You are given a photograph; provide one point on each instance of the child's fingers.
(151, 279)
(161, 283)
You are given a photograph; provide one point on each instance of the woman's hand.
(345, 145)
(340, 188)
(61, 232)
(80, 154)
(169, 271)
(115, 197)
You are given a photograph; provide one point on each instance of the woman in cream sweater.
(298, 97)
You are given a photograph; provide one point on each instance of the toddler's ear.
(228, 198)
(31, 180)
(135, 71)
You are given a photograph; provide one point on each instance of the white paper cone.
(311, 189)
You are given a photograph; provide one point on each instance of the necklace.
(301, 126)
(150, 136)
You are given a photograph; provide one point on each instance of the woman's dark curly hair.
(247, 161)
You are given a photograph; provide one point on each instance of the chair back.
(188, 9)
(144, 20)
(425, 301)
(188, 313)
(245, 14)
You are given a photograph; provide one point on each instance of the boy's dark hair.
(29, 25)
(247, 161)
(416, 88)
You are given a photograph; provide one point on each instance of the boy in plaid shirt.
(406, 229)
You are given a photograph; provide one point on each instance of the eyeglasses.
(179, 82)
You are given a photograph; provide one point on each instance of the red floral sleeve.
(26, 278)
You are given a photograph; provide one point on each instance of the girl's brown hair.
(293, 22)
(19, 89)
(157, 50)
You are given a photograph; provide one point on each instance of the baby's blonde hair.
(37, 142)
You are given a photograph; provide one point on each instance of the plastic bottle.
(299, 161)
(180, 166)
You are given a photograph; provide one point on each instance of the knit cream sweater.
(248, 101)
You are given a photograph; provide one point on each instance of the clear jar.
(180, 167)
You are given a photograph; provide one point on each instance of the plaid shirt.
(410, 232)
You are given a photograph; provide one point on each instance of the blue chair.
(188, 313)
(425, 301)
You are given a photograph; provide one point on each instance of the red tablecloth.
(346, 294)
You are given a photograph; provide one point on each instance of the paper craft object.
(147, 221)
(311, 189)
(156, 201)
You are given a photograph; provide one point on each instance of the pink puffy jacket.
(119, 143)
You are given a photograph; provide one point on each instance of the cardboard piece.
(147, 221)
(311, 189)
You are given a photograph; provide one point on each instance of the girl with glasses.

= = =

#### [Aim of the exercise]
Reproduce all of the lines above, replacing every occurrence of "plaid shirt" with "checkered shirt" and leaving everything else unchanged.

#### [Task answer]
You are given a photograph; provide one point on each instance of the child's fingers.
(151, 279)
(161, 283)
You are given a photograph; provide one point on each instance of the woman's hand.
(345, 145)
(340, 188)
(61, 232)
(80, 154)
(169, 271)
(115, 197)
You are given a photograph; provide one point on each instance of the woman in cream sweater.
(298, 97)
You are given a photograph; provide one point on each instance of the toddler's ear.
(228, 198)
(31, 180)
(135, 71)
You are given a photograph; provide one point on each instance of the white paper cone.
(311, 189)
You are given a photograph; provide one point on each instance of the necklace.
(301, 126)
(150, 136)
You are given a photograph; provide one point on each instance of the woman's dark curly hair.
(247, 161)
You are given a photograph; provide one point on each instance of the chair back.
(188, 9)
(144, 20)
(425, 301)
(188, 313)
(245, 14)
You are given a photograph; provide one point on each instance of the boy's dark hair.
(29, 25)
(247, 161)
(416, 88)
You are given a photograph; provide one point on each instance of the boy in checkered shirt.
(406, 229)
You are given a photograph; provide one point on each instance of the eyeglasses.
(179, 82)
You are given a photograph; provide one point on each instance of the red floral sleeve.
(26, 278)
You are given a photograph; provide one point on each instance of the girl's brown hair.
(293, 22)
(19, 89)
(157, 50)
You are given a photograph; provide one point on each instance of the baby's blonde hair.
(37, 142)
You are given a photograph; provide one point on each instance of the plastic bottle.
(299, 161)
(180, 166)
You are given a photograph; provide one point on each instance of the knit cream sweater.
(248, 101)
You are given a photograph; provide one point on each instance of the clear jar.
(180, 167)
You are given a photograph; provide one point on each instance of the checkered shirt.
(410, 232)
You are given a photograph; provide one point on each instance of the blue chair.
(188, 313)
(425, 301)
You are given a photograph; provide one point on each instance of the red tablecloth.
(346, 294)
You are given a photograph; provide one point on each instance of the paper craft object.
(147, 221)
(311, 189)
(156, 201)
You are given a photograph; provide one point on each instance of the pink puffy jacket.
(119, 143)
You are given a photograph; provide one point on each instance of the cardboard piece.
(147, 221)
(311, 189)
You are given a photograph; provide one point on each instance of the girl with glasses.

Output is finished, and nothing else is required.